**WORK ITEM**. Would you restate the entries below word for word, leaving out the images?

(Collection entries)
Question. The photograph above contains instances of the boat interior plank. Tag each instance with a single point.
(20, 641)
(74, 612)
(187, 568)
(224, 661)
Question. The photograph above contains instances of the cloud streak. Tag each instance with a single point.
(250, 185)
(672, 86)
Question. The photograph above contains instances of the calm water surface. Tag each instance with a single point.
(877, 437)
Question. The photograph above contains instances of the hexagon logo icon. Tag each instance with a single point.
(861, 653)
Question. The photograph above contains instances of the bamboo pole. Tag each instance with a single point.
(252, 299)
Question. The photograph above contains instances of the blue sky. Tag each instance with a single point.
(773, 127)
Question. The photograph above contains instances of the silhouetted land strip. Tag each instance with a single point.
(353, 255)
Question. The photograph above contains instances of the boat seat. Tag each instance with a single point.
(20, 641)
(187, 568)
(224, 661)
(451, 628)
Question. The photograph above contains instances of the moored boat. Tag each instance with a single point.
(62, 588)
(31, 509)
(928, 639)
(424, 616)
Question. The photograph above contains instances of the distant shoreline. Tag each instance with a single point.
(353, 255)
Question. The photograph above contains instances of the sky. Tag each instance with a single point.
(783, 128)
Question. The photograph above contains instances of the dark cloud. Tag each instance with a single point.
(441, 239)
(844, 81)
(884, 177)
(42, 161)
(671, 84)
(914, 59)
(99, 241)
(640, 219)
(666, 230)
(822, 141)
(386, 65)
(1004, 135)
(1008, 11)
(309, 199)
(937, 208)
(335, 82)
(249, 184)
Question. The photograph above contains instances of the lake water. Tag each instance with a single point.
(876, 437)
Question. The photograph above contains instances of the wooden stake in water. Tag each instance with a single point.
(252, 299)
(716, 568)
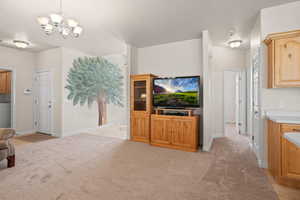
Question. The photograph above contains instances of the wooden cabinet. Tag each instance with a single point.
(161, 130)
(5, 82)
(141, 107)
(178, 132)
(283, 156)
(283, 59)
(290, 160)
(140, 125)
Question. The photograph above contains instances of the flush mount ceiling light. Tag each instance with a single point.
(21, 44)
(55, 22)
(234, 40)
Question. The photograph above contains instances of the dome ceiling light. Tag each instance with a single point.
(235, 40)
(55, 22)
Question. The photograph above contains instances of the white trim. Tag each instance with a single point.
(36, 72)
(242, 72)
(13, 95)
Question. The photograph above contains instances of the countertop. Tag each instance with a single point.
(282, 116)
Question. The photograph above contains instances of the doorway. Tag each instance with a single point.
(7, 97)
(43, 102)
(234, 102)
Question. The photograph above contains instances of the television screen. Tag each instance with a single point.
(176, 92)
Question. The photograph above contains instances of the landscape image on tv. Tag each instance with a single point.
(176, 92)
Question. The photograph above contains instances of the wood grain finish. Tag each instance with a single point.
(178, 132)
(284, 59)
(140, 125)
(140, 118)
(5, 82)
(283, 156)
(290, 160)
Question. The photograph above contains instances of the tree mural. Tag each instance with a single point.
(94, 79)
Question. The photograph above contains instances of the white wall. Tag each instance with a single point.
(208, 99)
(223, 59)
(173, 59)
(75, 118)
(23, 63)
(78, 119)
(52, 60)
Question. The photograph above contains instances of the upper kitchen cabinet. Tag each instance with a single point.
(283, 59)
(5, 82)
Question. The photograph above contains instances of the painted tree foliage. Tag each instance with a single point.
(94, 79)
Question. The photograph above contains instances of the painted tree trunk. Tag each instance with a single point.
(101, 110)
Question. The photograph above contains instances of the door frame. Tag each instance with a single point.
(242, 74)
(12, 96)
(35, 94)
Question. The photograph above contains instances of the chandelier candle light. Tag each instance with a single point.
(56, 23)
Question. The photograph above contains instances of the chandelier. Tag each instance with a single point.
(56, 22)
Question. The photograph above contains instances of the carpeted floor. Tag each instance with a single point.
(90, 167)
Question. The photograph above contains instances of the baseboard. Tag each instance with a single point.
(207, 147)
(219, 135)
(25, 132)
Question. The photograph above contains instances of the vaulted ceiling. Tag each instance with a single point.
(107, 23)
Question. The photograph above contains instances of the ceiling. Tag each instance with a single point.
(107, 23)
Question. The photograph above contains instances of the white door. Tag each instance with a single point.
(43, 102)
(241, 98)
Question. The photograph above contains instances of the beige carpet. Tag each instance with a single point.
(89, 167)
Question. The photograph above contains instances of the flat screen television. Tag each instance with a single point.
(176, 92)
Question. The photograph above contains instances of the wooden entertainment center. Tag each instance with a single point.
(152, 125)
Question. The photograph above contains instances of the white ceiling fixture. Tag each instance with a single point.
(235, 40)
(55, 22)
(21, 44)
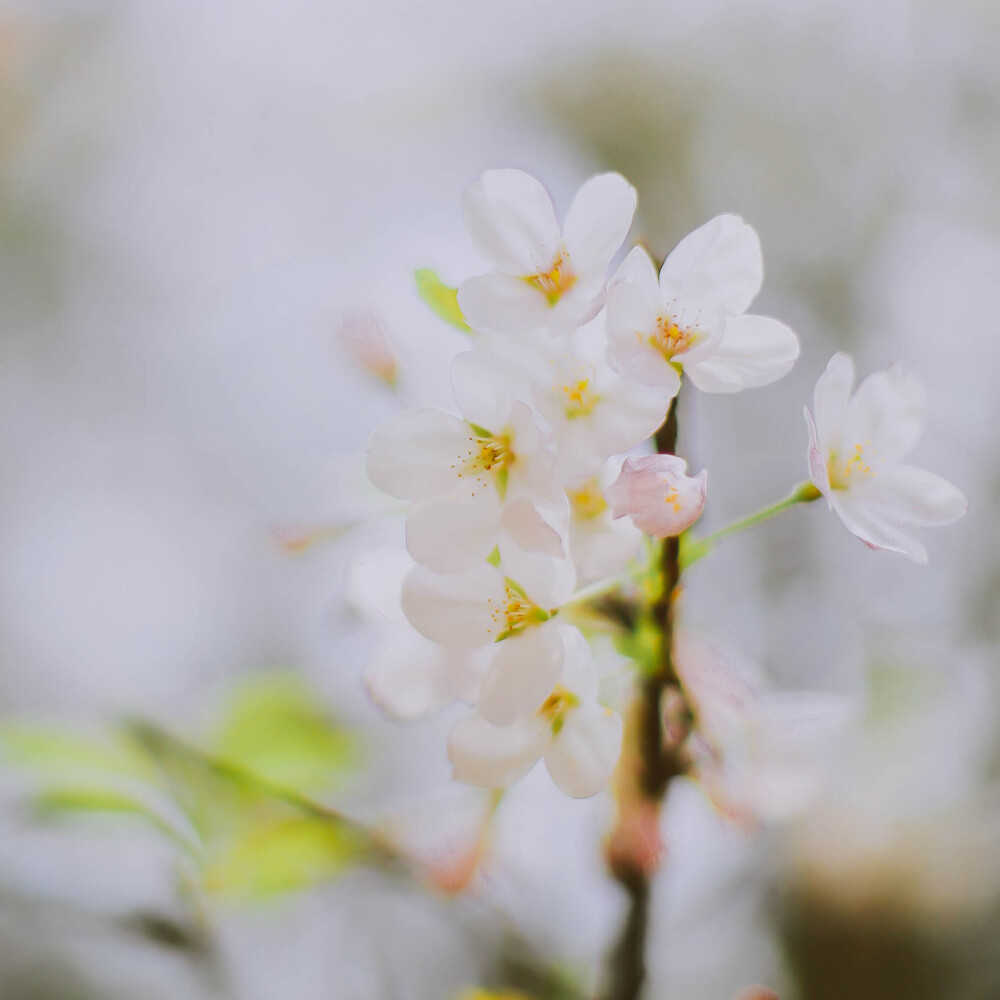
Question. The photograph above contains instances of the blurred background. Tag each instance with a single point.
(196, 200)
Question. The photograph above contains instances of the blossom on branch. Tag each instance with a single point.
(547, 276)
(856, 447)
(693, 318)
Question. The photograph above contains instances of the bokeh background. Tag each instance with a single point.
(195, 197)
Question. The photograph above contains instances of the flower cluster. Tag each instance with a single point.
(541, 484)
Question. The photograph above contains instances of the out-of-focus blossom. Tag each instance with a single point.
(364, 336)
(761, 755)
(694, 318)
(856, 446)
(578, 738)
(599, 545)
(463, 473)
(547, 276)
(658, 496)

**RESULT FOR THIS EXERCISE**.
Question. The photograph above contains instances of the boat interior plank. Tag each instance with a single point.
(20, 641)
(74, 612)
(187, 568)
(224, 661)
Question. The photograph above contains instances of the cloud streak. Tag each instance with a single point.
(250, 185)
(672, 86)
Question. The photograph above contains instances of the calm water surface. Tag each instance with a single point.
(877, 437)
Question. The photograph above contains instances of the hexagon logo icon. Tag each instance with a single point.
(861, 653)
Question. The photograph above contains instances of the bamboo pole. Tag each instance with a single point.
(252, 299)
Question. The photograph above contains instances of the blue sky. Tag each instance with a single point.
(773, 127)
Question. The photograph above contains instances of the silhouetted land strip. Tag each instance with a single point.
(353, 255)
Question. The photograph above contains instances of the boat seat. Tag each instance with a single point.
(20, 641)
(187, 568)
(224, 661)
(451, 628)
Question. The photograph above contains instances of the moored boat. Tag each instance with a single point.
(62, 588)
(31, 509)
(928, 639)
(424, 616)
Question. The photograph above contains instances of the distant shoreline. Tag each instance with a single point.
(353, 255)
Question. The photograph above contains instances of the sky. Tag each instance with a single point.
(783, 128)
Question. The photograph above contains instances of the dark cloud. Tag each instance with a single point.
(441, 239)
(844, 81)
(884, 177)
(42, 161)
(671, 84)
(914, 59)
(99, 241)
(640, 219)
(666, 230)
(822, 141)
(386, 65)
(1004, 135)
(1008, 11)
(309, 199)
(937, 208)
(335, 82)
(249, 184)
Question. The photograph above contains instances of the lake water. Tag each instance with a single point.
(876, 437)
Question. The photograph above contains instances of the wooden stake in water. Tag each instance with a single point.
(252, 299)
(716, 568)
Question. The photograph above contains instances of the wooden cabinet. Tag each instance with a single point.
(161, 130)
(5, 82)
(141, 107)
(178, 132)
(283, 156)
(283, 59)
(290, 160)
(140, 125)
Question. The photograph above contains instances of the flush mount ceiling light. Tag each instance with a single point.
(21, 44)
(55, 22)
(234, 40)
Question. The photograph above contains instances of the dome ceiling light. Tag each instance with a single point.
(235, 40)
(55, 22)
Question. The photograph above contains instances of the white trim. Tag each instance with a single point.
(36, 72)
(242, 72)
(13, 95)
Question. The photograph above contains instances of the countertop. Tag each instance with a single point.
(282, 116)
Question. The photograph above contains instances of the doorway. Tag each instance with a single point.
(7, 97)
(43, 102)
(234, 102)
Question. The photograph above contains instances of the television screen. Tag each instance with a single point.
(176, 92)
Question. The photograph above contains instances of the landscape image on tv. Tag each instance with a single point.
(176, 92)
Question. The photograph above contains instances of the wood grain finish. Tag each instance with a single point.
(178, 132)
(284, 59)
(140, 125)
(140, 118)
(5, 82)
(283, 156)
(290, 160)
Question. The photograph above contains instances of the tree mural. Tag each instance with a single point.
(94, 79)
Question. The photograph above contains instances of the white wall. Tag each instance with a single point.
(208, 99)
(223, 59)
(173, 59)
(75, 118)
(23, 63)
(78, 119)
(52, 60)
Question. The photograph above contains instances of the upper kitchen cabinet. Tag each instance with a single point.
(283, 59)
(5, 82)
Question. The photograph above contains instances of the painted tree foliage. Tag each instance with a single point.
(94, 79)
Question. The photograph above contains instances of the painted tree trunk. Tag each instance with a single point.
(101, 110)
Question. The photograph above contains instances of the door frame. Tag each instance with a single point.
(242, 74)
(12, 96)
(35, 94)
Question. The photograph above contains instances of the chandelier candle light. Tag each instance with a single point.
(56, 23)
Question. The photograph above contains instances of the chandelier. Tag each instance with a single point.
(56, 22)
Question. The photograph above contains instances of the carpeted floor. Tag each instance with a single point.
(90, 167)
Question. The photograph above contains instances of the baseboard. Tag each instance with a single point.
(207, 147)
(219, 135)
(25, 132)
Question. The photograph above contains instances of the vaulted ceiling. Tag each instance with a single point.
(107, 23)
Question. The photograph above contains instances of the ceiling. Tag each instance with a single point.
(107, 23)
Question. The photograph above contains instances of the white door. Tag each instance with a single point.
(43, 102)
(241, 98)
Question. The photograph above contains instances of the beige carpet. Tag each instance with a single point.
(89, 167)
Question. The photograph above contains instances of the flat screen television. Tag each instance with a single point.
(176, 92)
Question. The photograph above contains instances of the wooden entertainment center. Tag each instance with a single point.
(152, 125)
Question. The photograph above contains instances of the white ceiling fixture. Tag each instance with a single point.
(235, 40)
(55, 22)
(21, 44)
Question. The photograph above contains instances of the blurred background. Tag each instance with a single point.
(196, 200)
Question. The photograph above contains instances of the blossom on branch. Tag each instance with a single point.
(547, 276)
(856, 447)
(693, 318)
Question. The photograph above contains instances of the bokeh background. Tag each instance with a single point.
(195, 197)
Question. The photograph above contains instances of the flower cluster. Tag each instance with a single point.
(541, 484)
Question. The photograph above contains instances of the out-of-focus blossom. Tag each instance with a single point.
(364, 336)
(761, 755)
(694, 318)
(856, 446)
(578, 738)
(599, 545)
(463, 473)
(547, 276)
(658, 496)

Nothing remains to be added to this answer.